## DATASET RECORDS
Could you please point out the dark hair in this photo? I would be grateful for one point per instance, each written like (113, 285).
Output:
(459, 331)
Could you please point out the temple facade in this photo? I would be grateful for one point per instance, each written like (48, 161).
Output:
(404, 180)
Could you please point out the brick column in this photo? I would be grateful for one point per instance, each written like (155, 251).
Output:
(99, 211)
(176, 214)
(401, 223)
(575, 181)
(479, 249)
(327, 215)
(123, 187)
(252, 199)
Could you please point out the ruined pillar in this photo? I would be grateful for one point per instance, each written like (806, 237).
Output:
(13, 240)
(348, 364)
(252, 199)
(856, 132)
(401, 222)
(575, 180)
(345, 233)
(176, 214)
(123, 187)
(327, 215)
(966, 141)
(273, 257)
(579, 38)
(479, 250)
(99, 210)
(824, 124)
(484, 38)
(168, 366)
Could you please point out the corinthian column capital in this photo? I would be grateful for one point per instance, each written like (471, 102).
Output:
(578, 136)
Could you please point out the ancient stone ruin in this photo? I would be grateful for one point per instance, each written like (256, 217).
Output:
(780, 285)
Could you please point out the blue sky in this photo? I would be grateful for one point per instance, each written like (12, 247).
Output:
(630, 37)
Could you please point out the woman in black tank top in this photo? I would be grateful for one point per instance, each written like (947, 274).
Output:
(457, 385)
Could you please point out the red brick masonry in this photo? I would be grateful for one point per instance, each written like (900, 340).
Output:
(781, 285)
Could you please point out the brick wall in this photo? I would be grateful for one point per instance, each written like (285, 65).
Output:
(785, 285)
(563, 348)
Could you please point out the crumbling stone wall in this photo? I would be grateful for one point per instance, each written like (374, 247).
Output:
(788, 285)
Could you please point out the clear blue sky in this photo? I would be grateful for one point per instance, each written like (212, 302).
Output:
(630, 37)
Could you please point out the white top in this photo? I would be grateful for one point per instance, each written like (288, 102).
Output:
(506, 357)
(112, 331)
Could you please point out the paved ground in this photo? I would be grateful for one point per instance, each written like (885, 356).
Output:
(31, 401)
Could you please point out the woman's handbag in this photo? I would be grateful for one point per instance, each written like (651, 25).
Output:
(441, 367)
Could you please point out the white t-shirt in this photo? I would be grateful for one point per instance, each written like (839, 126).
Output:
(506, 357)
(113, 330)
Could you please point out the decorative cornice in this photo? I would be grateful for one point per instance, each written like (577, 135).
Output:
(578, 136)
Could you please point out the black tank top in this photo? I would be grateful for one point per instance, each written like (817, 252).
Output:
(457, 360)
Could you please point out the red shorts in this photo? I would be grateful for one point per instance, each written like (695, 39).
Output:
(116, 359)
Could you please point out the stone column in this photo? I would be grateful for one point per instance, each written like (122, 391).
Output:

## OBJECTIVE
Arrange the lines of the data from the one containing "Could you please point out the black" through the end as a JSON list of strings, with one string per line and blank lines left out.

## FINAL ANSWER
[
  "Could you please point out the black tank top in this photo? I would be grateful for one point per instance, each written like (817, 252).",
  "Output:",
  "(457, 360)",
  "Could you please point out the red shorts in this photo? I would be grateful for one point per instance, each written like (695, 39).",
  "Output:",
  "(116, 359)",
  "Could you please point out the stone column in this photo? I would be grateful for one point per instance, each written like (122, 391).",
  "Output:"
]